OBJECTIVE A >> Find each line in the entries that contains the word "player" and copy those lines. Case counts.

SELECTION >>
○ ○ ○ ○ ○ ○ ○

The homework for the third week of the Econ MOOC I am taking via Coursera was to argue that an increase in the minimum wage could lead to a lower unemployment rate. I gave two answers. Here’s one:
President Obama recently proposed that the US Congress raise the minimum wage to $9/hr from its current level of $7.25/hr. Republican Speaker of the House John Boehner says that raising the price floor on labor will destroy jobs. He’s wrong. I think.
Low-wage workers tend to spend their paychecks quickly, and they spend a large portion of their wages on food and other day-to-day essentials. Walmart is busy in the hours after paychecks get direct-deposited into bank accounts. If those paychecks get a little bigger, then Walmart–which is both the country’s largest employer and a company that pays only a little more than minimum wage–will see greater demand for its products. If retailers like Walmart are doing more business, then they will hire more workers, decreasing unemployment.

○ ○ ○ ○ ○ ○ ○

OBJECTIVE B >> Pick up the minimum wage argument after its final sentence and keep writing it.

○ ○ ○ ○ ○ ○ ○

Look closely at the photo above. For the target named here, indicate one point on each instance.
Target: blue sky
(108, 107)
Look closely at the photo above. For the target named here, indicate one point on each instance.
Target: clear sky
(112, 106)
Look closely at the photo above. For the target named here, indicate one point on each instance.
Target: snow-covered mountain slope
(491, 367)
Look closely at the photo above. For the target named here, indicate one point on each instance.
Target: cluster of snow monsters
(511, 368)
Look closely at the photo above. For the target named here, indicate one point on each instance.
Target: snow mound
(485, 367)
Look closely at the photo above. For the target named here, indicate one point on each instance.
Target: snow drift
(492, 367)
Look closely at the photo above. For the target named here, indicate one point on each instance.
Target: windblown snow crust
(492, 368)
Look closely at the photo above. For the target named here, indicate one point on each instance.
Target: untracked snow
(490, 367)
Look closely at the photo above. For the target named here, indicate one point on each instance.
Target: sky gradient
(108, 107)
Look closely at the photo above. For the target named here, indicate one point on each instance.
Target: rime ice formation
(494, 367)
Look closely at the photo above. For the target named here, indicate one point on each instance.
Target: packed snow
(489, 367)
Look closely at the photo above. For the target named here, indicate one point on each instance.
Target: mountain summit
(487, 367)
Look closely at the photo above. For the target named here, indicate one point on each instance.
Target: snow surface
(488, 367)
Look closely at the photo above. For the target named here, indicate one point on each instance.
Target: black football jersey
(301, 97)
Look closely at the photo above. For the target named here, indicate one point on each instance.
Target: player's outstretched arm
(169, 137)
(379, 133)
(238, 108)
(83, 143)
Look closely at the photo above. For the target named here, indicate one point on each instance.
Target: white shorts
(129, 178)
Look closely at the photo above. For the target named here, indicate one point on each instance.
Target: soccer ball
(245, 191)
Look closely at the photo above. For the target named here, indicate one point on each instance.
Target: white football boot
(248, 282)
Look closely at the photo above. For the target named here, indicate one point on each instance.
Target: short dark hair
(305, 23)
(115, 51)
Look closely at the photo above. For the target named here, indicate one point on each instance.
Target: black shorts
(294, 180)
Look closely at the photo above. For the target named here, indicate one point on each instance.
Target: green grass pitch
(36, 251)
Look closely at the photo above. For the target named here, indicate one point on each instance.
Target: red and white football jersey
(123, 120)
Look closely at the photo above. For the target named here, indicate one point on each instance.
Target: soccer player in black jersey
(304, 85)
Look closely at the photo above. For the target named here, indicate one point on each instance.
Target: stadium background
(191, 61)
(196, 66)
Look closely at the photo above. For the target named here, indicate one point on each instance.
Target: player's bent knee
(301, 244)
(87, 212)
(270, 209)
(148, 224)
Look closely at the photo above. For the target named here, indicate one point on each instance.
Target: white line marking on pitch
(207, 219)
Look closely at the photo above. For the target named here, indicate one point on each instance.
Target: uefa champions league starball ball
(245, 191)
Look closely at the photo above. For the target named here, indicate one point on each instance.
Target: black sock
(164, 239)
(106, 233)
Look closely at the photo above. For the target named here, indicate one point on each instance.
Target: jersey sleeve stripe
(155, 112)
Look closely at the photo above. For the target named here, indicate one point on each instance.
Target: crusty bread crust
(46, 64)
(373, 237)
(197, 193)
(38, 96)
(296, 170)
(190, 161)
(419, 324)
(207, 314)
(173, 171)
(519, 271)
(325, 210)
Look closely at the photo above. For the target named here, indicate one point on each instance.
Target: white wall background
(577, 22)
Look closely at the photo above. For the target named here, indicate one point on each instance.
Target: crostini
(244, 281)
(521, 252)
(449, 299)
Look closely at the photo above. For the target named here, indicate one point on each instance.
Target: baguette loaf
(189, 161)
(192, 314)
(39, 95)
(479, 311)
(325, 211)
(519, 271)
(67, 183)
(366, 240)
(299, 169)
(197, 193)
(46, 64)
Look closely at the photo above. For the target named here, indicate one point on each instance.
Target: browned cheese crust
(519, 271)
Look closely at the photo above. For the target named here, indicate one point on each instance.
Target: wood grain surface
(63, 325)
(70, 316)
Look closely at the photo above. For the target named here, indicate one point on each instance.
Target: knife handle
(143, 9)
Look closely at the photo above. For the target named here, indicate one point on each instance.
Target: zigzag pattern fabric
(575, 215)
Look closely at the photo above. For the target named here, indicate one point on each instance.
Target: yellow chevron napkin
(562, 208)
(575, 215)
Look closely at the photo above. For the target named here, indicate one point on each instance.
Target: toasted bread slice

○ ○ ○ ○ ○ ○ ○

RESULT A >>
Target: player's outstretched arm
Target: soccer player in black jersey
Target: player's bent knee

RESULT B >>
In Prof. Vazquez-Cognet’s lectures, he demonstrated that raising the price floor for labor would increase the supply of labor while decreasing demand, thereby increasing unemployment and reducing total surplus. But there is no evidence that the current minimum wage is the equilibrium price for low-skilled labor. In fact, because so few workers actually earn the minimum wage (in 2011, about 5% of those workers who are paid by the hour), there is good evidence that it is below the actual equilibrium point. The percentage of workers earning the federal minimum wage has declined considerably over the past few decades, from 15% in the high-unemployment years of the early 1980s, to a low of 2% in 2006.
If the equilibrium point is the “going rate” for labor, then the equilibrium is almost certainly higher than $7.25/hr. And if that’s true, then raising the minimum wage will increase the total social surplus in dollar terms (even though it may decrease the surplus that some employers gain from their workers’ labor).
That’s the best argument I can muster, but to be honest, even I’m not completely convinced that raising the minimum wage will decrease unemployment.
I am, however, convinced that raising the minimum wage will improve the American economy and society. It will even increase the government’s tax revenue while decreasing its payouts to poverty-relief programs, helping to reduce the federal deficit.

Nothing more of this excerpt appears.